◆ Testo fornito

************

Su Marte l'Esa ha individuato la pista d'atterraggio ideale per il modulo Schiaparelli
È una pianura deserta, quella fotografata dall’Esa, l’Agenzia spaziale europea. Una lunga striscia di sabbia e roccia: la pista d’atterraggio perfetta per il modulo Schiaparelli che il prossimo 19 ottobre toccherà il suolo di Marte. Sarà il primo tentativo di atterraggio di un vettore spaziale europeo sul pianeta rosso sin dal 2003, quando fallì la missione del modulo Beagle 2. Conosciuta come Piano Meridiani, questa zona di Marte è relativamente piatta e piuttosto sicura come possibile area di sbarco, tanto che il rover Opportunity della Nasa è atterrato proprio qui nel 2004. La regione è stata ben studiata dall’apparecchio in orbita e sembra evidente che una volta vi fosse un lago: sono presenti sedimenti argillosi e solfati probabilmente formatisi in presenza di acqua e si intravedono le tracce di numerosi canali scavati dal suo scorrere.

************

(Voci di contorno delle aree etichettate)
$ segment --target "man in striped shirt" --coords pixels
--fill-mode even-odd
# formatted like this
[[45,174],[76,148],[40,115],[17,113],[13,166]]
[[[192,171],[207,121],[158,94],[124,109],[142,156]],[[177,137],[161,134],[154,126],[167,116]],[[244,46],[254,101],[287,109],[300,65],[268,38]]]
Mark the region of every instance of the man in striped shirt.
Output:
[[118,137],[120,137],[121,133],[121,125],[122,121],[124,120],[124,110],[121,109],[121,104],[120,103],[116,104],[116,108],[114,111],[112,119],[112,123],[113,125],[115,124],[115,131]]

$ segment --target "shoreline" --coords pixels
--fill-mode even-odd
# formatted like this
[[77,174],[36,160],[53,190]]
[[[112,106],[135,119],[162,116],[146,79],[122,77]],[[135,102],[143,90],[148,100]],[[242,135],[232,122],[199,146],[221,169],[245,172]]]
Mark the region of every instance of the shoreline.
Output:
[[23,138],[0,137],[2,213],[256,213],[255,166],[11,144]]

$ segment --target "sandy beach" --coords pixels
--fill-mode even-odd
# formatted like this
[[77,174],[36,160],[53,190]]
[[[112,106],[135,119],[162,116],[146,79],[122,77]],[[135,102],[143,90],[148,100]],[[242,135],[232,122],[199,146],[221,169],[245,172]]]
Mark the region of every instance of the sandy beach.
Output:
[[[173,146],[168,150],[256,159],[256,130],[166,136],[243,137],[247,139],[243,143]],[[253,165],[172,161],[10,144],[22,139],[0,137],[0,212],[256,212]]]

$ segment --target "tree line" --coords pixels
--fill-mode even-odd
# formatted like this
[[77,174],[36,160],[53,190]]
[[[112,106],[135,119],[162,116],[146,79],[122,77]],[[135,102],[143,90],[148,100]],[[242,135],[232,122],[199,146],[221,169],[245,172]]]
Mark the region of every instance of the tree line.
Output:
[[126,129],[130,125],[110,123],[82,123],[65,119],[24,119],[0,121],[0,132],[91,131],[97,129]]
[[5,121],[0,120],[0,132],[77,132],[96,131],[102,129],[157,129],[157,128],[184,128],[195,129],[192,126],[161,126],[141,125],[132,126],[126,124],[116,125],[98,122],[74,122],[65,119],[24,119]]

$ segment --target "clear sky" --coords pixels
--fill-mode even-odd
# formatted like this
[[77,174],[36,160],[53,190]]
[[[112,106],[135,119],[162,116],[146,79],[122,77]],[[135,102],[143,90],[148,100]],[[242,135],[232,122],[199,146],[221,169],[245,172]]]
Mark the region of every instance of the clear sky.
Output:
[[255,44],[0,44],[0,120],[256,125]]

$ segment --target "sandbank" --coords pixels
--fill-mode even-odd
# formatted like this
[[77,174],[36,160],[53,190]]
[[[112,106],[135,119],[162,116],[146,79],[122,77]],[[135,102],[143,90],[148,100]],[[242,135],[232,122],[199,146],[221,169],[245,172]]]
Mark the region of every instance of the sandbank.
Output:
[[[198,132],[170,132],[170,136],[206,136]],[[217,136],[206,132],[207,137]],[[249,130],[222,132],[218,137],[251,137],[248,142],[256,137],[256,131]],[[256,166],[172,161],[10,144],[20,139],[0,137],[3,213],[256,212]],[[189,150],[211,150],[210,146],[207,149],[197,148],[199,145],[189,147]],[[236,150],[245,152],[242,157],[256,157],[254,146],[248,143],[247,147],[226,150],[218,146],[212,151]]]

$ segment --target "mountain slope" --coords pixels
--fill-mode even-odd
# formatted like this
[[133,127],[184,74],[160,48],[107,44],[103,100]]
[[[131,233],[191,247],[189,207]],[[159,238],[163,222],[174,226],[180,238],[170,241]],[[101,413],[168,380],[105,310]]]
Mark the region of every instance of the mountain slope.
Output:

************

Prosegui il testo sulla pista d'atterraggio marziana del modulo Schiaparelli, ripartendo subito dopo la sua ultima frase.

Anche se il modulo Schiaparelli è stato progettato principalmente per testare l'ingresso in orbita, la discesa e l’atterraggio, trasporta comunque un discreto numero di sensori. Il vettore diventerà una stazione meteorologica marziana, progettata per restituirci informazioni chiave su come prendono avvio le tempeste di polvere che fagocitano il pianeta ogni primavera. Dovrà lavorare velocemente: non ha pannelli solari e si affida solo a una batteria, che durerà tra i due e gli otto giorni marziani (chiamati Sols). La “nave madre" di Schiaparelli è il Trace Gas Orbiter, lanciata il 14 marzo 2016, che entrerà nell’orbita marziana in ottobre per iniziare uno studio completo dell'atmosfera del pianeta che durerà almeno fino al 2022.
Il modulo Esa Schiaparelli (foto Esa)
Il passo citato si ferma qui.